## WORK INSTRUCTIONS
State how many lines of the records contain the word "handbag". Give only the number.

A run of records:

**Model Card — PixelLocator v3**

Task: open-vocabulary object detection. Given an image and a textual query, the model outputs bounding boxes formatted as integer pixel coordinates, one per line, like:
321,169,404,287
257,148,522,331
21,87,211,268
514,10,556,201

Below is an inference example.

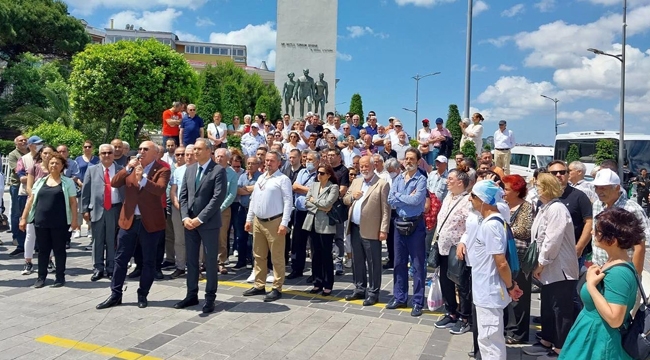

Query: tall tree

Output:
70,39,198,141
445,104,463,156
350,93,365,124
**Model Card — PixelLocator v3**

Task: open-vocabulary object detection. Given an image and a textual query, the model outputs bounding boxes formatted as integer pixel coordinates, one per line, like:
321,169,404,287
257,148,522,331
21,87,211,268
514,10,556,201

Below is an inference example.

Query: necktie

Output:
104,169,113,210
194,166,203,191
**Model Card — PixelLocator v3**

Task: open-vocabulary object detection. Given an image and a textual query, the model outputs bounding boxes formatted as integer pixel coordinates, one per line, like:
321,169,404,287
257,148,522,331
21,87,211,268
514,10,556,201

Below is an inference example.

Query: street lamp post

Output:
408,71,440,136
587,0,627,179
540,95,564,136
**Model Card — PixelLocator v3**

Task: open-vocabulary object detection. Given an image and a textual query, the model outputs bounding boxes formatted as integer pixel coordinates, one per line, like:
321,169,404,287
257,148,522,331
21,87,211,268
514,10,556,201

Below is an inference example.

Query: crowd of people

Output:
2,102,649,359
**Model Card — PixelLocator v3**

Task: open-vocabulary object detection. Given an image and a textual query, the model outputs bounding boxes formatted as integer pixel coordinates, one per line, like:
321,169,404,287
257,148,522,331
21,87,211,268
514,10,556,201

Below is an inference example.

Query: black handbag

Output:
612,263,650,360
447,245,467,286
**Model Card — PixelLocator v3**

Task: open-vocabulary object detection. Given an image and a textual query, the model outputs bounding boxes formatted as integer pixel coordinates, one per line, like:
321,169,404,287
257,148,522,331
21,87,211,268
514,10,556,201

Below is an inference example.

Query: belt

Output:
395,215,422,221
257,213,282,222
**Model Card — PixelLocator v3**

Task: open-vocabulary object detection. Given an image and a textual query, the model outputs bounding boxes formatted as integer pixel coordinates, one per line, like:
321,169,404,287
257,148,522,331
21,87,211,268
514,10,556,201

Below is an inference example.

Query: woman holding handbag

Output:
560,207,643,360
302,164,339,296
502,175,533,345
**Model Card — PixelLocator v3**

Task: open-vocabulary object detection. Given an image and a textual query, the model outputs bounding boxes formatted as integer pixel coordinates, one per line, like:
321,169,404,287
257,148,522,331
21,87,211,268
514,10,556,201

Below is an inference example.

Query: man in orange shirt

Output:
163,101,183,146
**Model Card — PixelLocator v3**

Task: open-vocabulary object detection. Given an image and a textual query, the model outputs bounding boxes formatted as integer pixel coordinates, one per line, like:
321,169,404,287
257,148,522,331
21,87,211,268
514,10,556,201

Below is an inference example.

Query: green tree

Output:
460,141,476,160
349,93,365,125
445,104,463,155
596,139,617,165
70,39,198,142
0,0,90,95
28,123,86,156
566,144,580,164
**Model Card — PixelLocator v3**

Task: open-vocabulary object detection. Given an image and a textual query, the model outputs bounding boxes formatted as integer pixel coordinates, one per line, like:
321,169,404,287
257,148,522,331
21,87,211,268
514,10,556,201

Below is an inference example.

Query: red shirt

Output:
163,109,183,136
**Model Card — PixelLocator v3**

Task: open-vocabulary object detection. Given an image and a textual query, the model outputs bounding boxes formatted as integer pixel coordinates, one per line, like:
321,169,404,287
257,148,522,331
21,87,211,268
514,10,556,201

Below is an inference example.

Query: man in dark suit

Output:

## ANSWER BELOW
2